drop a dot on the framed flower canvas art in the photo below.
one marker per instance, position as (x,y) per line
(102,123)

==

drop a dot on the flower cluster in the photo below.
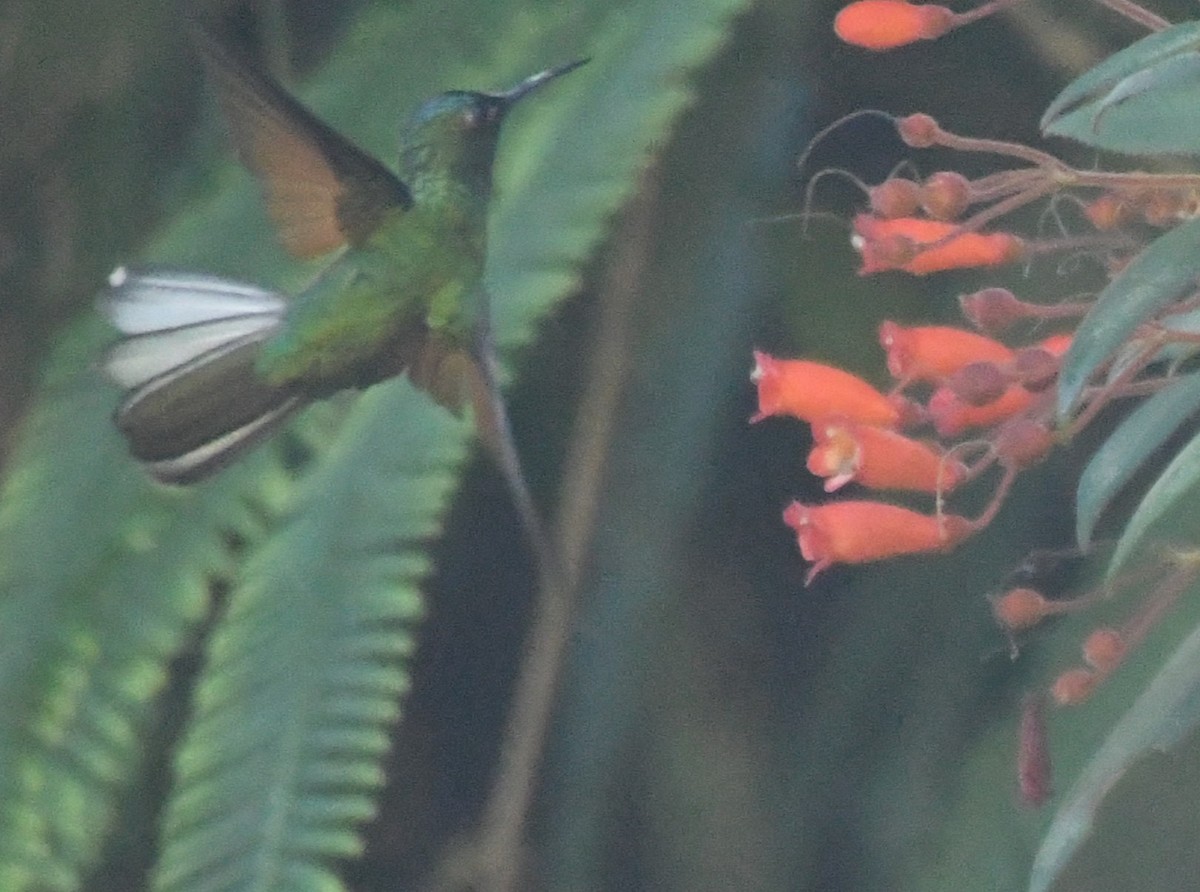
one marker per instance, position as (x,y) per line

--

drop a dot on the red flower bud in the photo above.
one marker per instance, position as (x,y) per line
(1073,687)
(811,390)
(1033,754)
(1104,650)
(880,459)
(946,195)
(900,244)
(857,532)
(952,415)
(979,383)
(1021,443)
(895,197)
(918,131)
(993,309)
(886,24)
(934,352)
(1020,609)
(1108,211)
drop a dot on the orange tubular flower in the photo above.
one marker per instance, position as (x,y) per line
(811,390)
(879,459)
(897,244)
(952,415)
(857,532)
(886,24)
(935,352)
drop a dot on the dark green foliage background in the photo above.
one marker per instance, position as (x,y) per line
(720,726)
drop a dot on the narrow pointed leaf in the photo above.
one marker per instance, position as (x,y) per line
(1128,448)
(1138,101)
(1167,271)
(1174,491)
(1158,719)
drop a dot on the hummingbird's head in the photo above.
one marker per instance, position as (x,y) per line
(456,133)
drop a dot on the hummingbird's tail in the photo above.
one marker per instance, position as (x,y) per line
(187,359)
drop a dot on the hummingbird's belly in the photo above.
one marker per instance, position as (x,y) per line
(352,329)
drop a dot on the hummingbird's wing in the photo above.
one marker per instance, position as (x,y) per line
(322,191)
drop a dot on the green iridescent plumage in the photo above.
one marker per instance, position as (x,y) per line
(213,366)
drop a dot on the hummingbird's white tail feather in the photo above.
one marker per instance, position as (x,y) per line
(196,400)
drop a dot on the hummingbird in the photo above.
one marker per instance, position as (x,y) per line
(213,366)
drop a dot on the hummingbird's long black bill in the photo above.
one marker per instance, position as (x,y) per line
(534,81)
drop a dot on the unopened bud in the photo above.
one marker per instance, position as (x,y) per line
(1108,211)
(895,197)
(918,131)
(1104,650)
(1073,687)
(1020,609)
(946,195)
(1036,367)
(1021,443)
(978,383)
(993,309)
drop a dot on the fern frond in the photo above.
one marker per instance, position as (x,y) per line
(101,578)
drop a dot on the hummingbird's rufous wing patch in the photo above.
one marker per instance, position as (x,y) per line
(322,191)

What is needed:
Pull out every line of the listing that contains the word "green", and copy each one unchanged.

Solution:
drop a dot on the dark green foliage background in the photo above.
drop a dot on the green iridescent plumage in the photo above.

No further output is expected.